- _OBJECTIVE_
Every entry that follows should be reproduced exactly.

- _DATASET EXTRACT_

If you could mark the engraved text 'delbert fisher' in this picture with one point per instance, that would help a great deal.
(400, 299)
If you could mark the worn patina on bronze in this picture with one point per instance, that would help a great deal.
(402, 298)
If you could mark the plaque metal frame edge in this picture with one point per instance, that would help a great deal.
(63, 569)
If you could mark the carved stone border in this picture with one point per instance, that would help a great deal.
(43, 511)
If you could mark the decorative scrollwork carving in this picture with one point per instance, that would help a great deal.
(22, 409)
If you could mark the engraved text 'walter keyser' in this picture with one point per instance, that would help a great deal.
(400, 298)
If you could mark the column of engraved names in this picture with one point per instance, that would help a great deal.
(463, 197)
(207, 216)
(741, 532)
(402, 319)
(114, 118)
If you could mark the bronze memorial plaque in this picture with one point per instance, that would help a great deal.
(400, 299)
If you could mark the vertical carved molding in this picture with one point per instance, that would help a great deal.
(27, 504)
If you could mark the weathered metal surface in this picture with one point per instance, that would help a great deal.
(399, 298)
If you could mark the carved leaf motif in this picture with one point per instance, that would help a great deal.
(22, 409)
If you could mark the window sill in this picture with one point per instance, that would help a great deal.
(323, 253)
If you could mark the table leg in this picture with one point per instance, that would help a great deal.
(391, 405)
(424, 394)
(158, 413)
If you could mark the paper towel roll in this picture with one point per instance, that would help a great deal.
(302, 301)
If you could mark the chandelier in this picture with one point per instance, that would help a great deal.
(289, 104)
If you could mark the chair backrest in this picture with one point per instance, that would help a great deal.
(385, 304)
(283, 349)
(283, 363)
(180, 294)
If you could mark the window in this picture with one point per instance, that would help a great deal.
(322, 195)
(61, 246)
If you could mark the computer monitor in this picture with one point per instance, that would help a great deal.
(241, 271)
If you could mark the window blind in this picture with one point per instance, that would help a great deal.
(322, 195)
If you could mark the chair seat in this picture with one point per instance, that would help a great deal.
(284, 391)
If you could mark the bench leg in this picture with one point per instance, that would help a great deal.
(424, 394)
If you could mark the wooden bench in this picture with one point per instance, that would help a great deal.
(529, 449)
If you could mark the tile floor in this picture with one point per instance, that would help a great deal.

- _COMPLETE ANSWER_
If you could mark the engraved text 'delbert fisher' in this picture with one point per instance, that would help a great deal.
(400, 299)
If you could mark the worn patina on bronze in this picture with one point per instance, that would help a great deal.
(402, 298)
If you could mark the plaque metal frame edge in this picture with one point per instance, that would help a great deal.
(63, 569)
If you could mark the carved stone border in this picture with one point per instance, that would help a great deal.
(43, 511)
If you could mark the decorative scrollwork carving in this picture with one point per instance, that would help a great deal.
(22, 409)
If you could mark the engraved text 'walter keyser' in this picture with one point per instance, that would help a great deal.
(400, 298)
If you could mark the column of engraved names in this picture with one point per instance, that would help a great deal.
(463, 197)
(207, 216)
(741, 532)
(402, 319)
(114, 118)
If you could mark the bronze memorial plaque in this picture with one point per instance, that would help a great deal.
(400, 299)
If you could mark the vertical carved molding in this picture with one point per instance, that would help a great deal.
(27, 504)
If you could mark the weathered metal surface in this picture with one point per instance, that would help a great deal.
(399, 298)
If you could mark the carved leaf motif in this picture with one point per instance, that would help a great deal.
(22, 409)
If you could mark the window sill in this picture with one point per instance, that would help a great deal.
(323, 253)
If you could mark the table leg in this picture with one point per instance, that would help a great deal.
(391, 405)
(424, 394)
(158, 413)
If you could mark the paper towel roll in this picture with one point per instance, that would help a great deal.
(302, 301)
If you could mark the chandelier in this picture with one point per instance, that would help a great deal.
(289, 104)
If you could mark the chair backrest in this picture with one point per instance, that would help a great deal.
(385, 304)
(283, 349)
(283, 363)
(180, 294)
If you could mark the window in this picture with one point per instance, that would help a great deal.
(322, 195)
(61, 246)
If you could mark the computer monitor in this picture with one point per instance, that would help a great deal.
(241, 271)
If you could mark the window blind in this picture with one point per instance, that would help a great deal.
(322, 195)
If you could mark the chair seat in this picture with one point per instance, that would help a great deal.
(284, 391)
If you could mark the bench leg in this picture with one point per instance, that would help a great deal.
(424, 394)
If you could mark the wooden bench in this picture with one point per instance, that would help a great deal.
(529, 449)
If you could mark the tile floor in this picture with one point per instance, that would help a great deal.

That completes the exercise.